Exercise details: Express the lines between the one holding "Warehouse pick-planner input: mark the door window" and the one holding "(1127, 807)", inclusive, as a JSON list of strings with one string per line and blank lines left out.

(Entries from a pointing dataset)
|---|

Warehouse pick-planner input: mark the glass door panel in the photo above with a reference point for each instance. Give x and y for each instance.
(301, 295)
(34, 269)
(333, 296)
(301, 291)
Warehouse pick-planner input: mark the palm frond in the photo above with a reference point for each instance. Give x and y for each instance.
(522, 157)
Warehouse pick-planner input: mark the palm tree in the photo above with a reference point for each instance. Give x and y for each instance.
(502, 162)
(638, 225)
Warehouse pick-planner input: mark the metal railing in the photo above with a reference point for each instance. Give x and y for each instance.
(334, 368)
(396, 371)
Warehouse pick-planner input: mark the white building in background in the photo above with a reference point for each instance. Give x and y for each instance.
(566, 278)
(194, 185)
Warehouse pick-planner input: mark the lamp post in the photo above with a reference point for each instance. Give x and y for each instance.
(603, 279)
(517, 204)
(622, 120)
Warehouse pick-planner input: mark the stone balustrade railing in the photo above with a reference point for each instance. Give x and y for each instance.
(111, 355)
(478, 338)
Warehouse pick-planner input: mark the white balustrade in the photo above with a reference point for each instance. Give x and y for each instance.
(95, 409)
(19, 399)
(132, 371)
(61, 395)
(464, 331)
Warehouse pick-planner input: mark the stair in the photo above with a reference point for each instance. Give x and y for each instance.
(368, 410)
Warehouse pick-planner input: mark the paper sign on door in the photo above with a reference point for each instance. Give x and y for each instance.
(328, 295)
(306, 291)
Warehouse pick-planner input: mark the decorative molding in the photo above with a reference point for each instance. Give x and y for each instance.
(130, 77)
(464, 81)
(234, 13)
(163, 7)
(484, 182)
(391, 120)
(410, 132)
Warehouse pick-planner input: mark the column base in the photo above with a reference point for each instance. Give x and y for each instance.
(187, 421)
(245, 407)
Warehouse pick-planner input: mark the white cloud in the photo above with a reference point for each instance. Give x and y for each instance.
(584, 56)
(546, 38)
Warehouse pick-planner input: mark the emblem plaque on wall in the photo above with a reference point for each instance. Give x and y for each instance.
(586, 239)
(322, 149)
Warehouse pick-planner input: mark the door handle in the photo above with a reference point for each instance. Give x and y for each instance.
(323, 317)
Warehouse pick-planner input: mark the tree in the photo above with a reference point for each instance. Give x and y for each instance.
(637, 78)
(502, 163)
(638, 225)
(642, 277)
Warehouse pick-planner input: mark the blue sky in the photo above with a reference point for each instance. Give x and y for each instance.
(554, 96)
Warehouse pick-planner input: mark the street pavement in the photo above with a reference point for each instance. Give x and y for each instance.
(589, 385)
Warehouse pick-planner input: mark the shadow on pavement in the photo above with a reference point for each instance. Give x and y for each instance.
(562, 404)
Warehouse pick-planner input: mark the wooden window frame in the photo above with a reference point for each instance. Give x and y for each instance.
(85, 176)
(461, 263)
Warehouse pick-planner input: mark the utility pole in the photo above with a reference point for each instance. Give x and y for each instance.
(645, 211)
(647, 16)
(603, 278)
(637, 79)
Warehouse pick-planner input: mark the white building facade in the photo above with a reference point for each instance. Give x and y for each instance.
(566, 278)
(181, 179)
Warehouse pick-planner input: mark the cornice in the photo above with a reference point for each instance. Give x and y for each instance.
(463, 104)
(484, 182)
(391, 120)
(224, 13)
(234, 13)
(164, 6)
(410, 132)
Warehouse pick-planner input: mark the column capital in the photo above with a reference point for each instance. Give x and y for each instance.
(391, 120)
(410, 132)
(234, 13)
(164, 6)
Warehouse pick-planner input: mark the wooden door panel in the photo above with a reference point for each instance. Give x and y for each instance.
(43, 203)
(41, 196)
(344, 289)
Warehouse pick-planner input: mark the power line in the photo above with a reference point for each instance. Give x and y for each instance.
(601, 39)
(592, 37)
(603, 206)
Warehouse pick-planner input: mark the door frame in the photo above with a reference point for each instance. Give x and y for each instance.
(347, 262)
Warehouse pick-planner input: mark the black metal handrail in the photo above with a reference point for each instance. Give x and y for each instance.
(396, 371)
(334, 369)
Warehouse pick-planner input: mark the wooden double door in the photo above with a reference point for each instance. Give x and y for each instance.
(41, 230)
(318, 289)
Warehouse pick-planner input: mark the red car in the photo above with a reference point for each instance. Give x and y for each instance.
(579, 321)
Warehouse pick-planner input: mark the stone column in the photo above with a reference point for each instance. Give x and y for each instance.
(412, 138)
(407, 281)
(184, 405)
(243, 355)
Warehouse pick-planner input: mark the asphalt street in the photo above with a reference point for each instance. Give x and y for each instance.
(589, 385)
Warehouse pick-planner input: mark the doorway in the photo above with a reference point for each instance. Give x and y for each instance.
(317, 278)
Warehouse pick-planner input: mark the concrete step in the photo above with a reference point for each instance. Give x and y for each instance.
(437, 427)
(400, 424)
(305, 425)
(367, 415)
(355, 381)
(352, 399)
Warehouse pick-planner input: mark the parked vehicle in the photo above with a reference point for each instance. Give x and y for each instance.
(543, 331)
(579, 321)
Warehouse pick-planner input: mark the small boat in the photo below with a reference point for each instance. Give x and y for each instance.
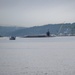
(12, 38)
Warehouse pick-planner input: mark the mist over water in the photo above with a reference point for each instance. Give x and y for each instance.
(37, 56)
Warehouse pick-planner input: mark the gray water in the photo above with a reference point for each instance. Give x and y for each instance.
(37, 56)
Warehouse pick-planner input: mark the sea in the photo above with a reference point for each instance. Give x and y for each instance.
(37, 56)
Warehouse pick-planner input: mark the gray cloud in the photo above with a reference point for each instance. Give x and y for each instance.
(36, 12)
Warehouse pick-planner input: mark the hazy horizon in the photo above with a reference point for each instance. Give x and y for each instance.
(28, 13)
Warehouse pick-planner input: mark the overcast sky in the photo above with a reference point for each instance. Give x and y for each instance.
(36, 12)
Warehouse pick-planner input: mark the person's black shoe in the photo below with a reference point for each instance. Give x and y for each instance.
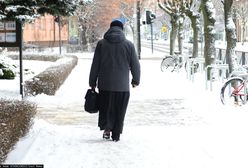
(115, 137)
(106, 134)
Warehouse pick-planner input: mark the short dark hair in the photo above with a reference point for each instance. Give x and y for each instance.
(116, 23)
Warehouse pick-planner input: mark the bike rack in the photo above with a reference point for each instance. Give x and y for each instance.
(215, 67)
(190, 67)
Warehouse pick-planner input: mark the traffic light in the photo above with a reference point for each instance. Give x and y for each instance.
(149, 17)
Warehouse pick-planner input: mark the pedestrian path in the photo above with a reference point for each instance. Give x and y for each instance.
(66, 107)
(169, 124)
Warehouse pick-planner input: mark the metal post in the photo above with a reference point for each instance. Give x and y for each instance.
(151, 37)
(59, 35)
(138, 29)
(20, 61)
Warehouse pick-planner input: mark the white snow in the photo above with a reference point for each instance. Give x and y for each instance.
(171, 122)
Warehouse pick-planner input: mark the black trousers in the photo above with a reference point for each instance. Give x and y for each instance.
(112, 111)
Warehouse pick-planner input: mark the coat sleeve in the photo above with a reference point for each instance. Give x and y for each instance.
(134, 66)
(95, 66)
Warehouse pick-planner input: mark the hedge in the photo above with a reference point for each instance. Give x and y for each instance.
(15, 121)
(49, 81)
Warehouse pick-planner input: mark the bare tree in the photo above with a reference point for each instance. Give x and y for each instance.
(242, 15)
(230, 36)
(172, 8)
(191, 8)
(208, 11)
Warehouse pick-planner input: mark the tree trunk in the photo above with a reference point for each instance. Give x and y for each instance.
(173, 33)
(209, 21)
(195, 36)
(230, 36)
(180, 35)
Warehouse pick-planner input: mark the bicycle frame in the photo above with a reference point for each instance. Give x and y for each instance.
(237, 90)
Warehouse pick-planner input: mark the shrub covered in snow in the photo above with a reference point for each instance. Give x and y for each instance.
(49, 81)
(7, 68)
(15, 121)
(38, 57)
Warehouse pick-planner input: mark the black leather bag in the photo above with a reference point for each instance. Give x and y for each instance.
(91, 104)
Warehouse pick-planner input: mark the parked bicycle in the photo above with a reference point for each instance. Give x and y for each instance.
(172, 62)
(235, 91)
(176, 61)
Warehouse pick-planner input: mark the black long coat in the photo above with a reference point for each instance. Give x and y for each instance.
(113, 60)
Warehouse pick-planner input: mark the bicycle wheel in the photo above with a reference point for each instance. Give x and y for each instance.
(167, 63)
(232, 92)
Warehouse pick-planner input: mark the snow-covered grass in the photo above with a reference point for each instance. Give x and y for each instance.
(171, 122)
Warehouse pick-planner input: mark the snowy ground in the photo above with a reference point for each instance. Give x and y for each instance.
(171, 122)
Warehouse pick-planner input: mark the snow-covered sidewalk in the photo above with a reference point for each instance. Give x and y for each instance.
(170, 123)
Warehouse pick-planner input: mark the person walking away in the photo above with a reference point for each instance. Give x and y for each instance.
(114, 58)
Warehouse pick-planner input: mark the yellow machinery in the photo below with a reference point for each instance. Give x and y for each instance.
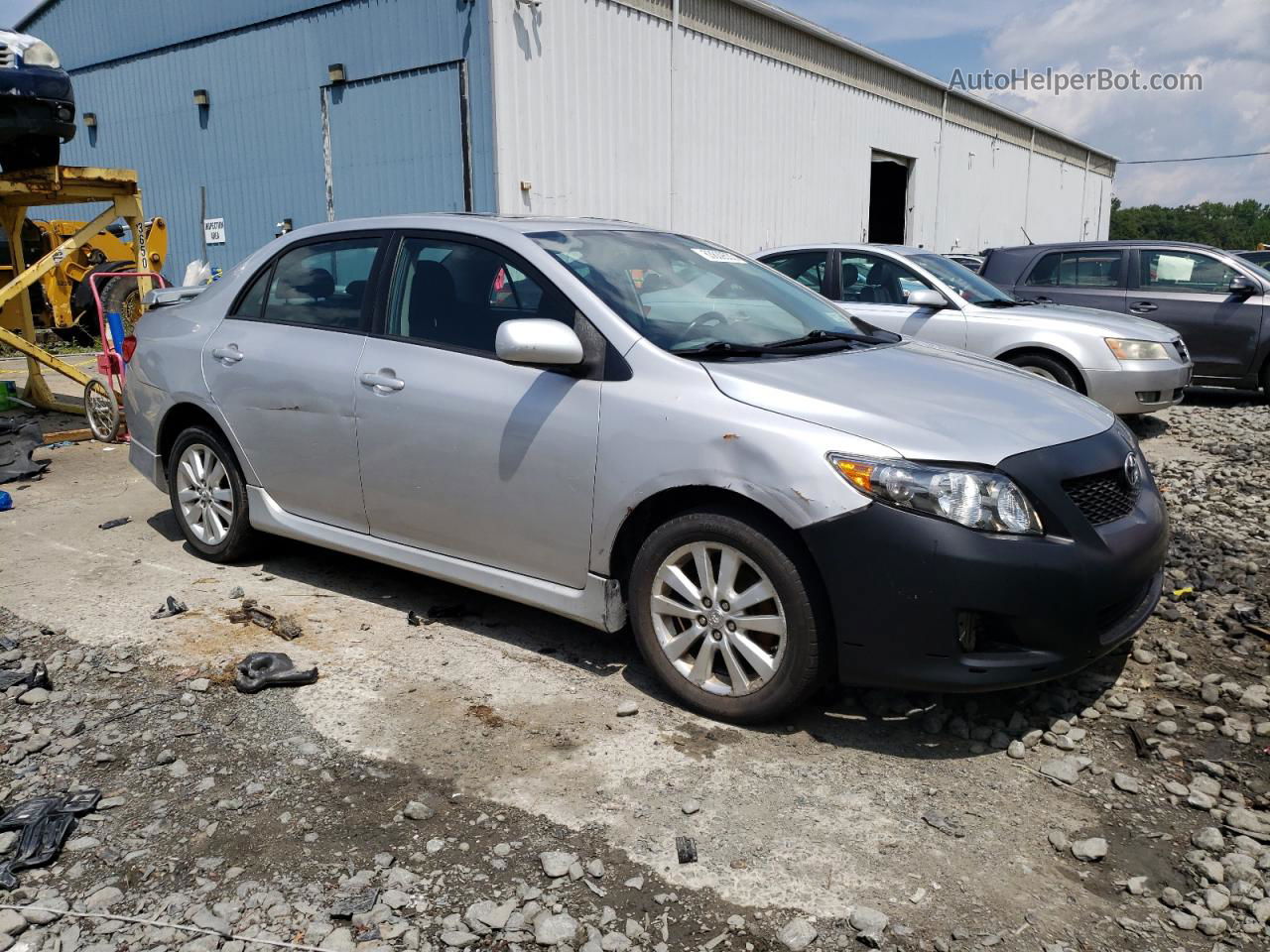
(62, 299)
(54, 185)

|---|

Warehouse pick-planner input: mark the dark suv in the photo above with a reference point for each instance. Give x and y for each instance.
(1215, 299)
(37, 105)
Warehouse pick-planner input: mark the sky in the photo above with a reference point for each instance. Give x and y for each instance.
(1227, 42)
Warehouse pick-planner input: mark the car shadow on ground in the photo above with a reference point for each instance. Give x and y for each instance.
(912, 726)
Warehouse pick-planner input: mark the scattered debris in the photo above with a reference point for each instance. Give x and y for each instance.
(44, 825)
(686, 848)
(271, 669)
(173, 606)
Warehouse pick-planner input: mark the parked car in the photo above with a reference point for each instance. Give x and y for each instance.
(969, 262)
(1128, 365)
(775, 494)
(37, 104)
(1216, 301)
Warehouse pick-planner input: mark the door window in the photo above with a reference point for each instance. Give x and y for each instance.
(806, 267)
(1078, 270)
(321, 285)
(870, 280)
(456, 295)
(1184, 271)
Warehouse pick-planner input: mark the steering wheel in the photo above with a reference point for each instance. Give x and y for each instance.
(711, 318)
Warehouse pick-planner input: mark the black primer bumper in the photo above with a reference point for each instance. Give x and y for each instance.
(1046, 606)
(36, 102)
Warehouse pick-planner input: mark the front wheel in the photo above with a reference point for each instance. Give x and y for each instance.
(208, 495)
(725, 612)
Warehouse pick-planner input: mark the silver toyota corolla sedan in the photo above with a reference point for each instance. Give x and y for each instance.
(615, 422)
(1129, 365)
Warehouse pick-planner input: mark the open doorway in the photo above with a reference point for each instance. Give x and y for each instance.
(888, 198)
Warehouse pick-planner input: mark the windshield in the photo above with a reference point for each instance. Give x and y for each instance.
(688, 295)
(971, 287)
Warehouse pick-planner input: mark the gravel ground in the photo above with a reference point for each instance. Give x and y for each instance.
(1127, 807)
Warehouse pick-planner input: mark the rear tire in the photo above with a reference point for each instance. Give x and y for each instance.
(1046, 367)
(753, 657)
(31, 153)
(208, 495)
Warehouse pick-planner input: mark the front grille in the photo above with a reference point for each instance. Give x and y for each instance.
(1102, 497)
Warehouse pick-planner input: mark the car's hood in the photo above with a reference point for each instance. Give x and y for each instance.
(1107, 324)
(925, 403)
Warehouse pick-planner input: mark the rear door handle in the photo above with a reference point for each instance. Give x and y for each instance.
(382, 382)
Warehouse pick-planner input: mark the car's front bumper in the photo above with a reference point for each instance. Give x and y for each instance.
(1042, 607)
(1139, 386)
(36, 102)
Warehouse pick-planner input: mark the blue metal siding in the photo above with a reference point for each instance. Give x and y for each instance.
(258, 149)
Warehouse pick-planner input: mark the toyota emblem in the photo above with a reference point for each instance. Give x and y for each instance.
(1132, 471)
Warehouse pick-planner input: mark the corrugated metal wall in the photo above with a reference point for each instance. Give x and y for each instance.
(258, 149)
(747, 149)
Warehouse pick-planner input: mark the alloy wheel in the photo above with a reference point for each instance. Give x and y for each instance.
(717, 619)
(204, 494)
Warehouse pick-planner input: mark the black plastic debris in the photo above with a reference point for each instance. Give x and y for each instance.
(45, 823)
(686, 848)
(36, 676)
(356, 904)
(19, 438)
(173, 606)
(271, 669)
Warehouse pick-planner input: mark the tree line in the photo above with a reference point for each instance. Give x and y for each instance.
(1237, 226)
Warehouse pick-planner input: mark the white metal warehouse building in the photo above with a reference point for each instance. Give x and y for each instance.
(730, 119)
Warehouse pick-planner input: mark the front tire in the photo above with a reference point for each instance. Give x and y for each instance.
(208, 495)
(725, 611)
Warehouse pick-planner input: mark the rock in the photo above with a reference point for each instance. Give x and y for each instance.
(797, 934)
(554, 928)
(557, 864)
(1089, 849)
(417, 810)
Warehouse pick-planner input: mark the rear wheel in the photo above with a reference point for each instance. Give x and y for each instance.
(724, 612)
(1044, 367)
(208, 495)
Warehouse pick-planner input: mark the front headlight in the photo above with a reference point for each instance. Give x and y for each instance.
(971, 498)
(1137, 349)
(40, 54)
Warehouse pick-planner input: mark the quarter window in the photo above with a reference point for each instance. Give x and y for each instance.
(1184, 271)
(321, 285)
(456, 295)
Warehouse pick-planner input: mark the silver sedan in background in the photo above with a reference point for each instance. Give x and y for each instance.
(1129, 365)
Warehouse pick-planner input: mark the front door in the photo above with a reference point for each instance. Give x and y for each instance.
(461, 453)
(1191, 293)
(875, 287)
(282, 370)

|---|

Exercise output:
[
  "Warehouse pick-planner input: mark the door window in the photo above with a reference point for each instance. Give x and y for each instance.",
  "(806, 267)",
  "(1078, 270)",
  "(321, 285)",
  "(870, 280)",
  "(456, 295)",
  "(1184, 271)",
  "Warehouse pick-planner input: mark the steering wheel in the photo above with a reference point for each instance. Give x and y for each instance.",
  "(711, 318)",
  "Warehouse pick-planner input: mark the black primer bumper in the photo above with a reference point for each instance. Give x and y for each instance.",
  "(1046, 606)",
  "(36, 102)",
  "Warehouse pick-planner input: mark the front wheel in the photo above with a reference point for each instance. Give x and y for each instance.",
  "(208, 495)",
  "(725, 612)",
  "Warehouse pick-planner input: mark the silver toyota corolla sedan in the photo above with a reference point for each instance. Give x and y for each instance.",
  "(615, 422)",
  "(1129, 365)",
  "Warehouse pick-planner input: mark the open doorway in the photo above with a reference point for each instance. Give x and y for each instance.",
  "(888, 198)",
  "Warehouse pick-planner input: mark the windshield in the photo above with a reference point for each instance. Give x and y for each instance.",
  "(688, 295)",
  "(971, 287)",
  "Warehouse pick-planner input: mark the gravel ground in the photo above with a reference point for each instance. Give x and y for each instance.",
  "(1127, 807)"
]